Aujourd’hui, elle s’est attelée à détecter les différences qui existent entre les régions, afin, éventuellement, de mettre en évidence des marges de "progression".
Des disparités départementales parfois marquées…
Les taux de recours à la césarienne pour grossesse unique, au pontage coronarien, à la chirurgie du rachis, à l’endoprothèse vasculaire sans infarctus, aux interventions du cristallin ont été recensés pour l’ensemble des régions et des départements français, en fonction par ailleurs du statut public ou privé des établissements. On observe d’importantes variations en fonction des localités. Ainsi, concernant le pontage coronarien, le taux de recours moyen pour 100 000 habitants connaît un coefficient de variation de 27,7 % selon les départements (coefficient de variation qui atteint 44,3 % pour les établissements publics). On relève de la même manière un coefficient de variation de 25,2 % en ce qui concerne les endoprothèses vasculaires sans infarctus (coefficient qui atteint 53,2 % dans les établissements privés). Enfin, le taux de recours à la chirurgie du rachis connaît un coefficient de variation de 23,8 % (44,3 % dans les hôpitaux publics) en fonction des départements.… et alors ?

== Action requise 1 ==
Répondez à chaque question d'après le texte sur les écarts de taux de recours aux actes médicaux, une réponse par ligne :
(a) Quel coefficient de variation selon les départements est indiqué pour le taux de recours moyen au pontage coronarien ?
(b) Quel coefficient atteignent les endoprothèses vasculaires sans infarctus dans les établissements privés ?
(c) En fonction de quel statut des établissements les taux ont-ils aussi été recensés ?
== Action requise 2 ==
Expliquez en une à trois phrases pourquoi, d'après le texte sur les écarts de taux de recours aux actes médicaux, on cherche à détecter les différences entre les régions.

== Lignes fournies ==
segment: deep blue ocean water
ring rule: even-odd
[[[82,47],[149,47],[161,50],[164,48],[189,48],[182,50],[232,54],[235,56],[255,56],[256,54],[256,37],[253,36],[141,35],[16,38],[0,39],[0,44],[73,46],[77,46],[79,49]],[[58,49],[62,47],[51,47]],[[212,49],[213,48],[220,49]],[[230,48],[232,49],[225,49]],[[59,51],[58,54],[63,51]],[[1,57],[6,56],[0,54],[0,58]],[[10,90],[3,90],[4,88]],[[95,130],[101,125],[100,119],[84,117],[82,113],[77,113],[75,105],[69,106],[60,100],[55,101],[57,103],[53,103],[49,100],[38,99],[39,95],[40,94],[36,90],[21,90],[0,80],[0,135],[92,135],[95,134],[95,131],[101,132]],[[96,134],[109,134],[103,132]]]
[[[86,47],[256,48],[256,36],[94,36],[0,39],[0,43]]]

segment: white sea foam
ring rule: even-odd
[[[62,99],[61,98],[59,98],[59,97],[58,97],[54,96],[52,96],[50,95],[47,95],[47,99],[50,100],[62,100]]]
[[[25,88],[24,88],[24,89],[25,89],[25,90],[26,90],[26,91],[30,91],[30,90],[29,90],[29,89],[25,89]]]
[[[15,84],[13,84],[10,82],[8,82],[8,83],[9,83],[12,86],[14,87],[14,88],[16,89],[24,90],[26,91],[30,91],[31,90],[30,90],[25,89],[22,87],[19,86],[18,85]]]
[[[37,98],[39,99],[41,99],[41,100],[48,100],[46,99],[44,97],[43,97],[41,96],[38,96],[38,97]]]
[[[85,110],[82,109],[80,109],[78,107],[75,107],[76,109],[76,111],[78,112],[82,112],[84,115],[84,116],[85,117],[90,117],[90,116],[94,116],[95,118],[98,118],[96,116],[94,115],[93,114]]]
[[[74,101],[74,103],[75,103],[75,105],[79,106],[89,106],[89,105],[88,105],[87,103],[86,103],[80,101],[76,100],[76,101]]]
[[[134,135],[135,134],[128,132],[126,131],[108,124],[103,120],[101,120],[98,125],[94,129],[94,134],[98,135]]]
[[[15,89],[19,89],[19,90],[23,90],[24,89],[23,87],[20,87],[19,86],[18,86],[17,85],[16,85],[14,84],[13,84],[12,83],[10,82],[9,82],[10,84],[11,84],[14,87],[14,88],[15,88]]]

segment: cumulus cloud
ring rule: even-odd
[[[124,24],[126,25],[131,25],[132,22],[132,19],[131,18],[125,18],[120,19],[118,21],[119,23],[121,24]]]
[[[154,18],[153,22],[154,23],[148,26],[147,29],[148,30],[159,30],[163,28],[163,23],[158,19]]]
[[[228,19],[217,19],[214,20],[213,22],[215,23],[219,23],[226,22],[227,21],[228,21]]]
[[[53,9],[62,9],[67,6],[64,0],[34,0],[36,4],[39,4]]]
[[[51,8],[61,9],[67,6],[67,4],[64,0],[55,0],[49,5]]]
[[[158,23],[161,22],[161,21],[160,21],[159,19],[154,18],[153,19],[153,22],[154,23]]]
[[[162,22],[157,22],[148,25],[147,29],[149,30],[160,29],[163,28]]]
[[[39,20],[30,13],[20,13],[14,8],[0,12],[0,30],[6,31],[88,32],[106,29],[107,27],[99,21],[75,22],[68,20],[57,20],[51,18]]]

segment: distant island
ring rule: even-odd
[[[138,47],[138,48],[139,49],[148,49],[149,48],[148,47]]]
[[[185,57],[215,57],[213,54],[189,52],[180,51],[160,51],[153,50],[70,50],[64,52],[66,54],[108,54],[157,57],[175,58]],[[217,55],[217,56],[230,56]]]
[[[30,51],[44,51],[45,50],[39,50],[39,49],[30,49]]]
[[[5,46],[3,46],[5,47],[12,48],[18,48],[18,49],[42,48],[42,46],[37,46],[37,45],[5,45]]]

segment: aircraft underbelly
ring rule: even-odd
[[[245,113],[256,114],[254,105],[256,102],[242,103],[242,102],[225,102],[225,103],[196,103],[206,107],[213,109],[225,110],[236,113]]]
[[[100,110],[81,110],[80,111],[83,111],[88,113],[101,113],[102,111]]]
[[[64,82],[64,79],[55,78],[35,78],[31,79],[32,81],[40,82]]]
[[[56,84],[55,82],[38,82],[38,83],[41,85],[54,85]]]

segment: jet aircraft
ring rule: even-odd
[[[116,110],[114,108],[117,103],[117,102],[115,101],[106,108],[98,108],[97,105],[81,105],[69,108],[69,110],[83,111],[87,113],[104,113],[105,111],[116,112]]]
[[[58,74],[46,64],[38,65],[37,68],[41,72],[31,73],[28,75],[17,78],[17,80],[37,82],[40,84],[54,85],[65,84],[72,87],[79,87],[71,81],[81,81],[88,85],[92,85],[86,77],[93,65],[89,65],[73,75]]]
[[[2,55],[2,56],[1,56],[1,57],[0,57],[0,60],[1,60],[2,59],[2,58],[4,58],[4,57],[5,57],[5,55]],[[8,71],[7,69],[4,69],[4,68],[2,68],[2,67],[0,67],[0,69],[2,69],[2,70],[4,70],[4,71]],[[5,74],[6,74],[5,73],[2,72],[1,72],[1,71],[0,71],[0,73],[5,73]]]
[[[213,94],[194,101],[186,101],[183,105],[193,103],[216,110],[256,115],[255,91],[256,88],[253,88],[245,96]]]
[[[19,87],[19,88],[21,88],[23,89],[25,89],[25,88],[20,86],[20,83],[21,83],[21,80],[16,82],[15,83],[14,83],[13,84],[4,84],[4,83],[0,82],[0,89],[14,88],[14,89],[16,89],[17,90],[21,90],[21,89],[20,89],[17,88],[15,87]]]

== Espace de réponse 1 ==
(a) 27,7 %
(b) 53,2 %
(c) Le statut public ou privé des établissements.

== Espace de réponse 2 ==
On cherche à détecter les différences entre les régions afin, éventuellement, de mettre en évidence des marges de « progression ».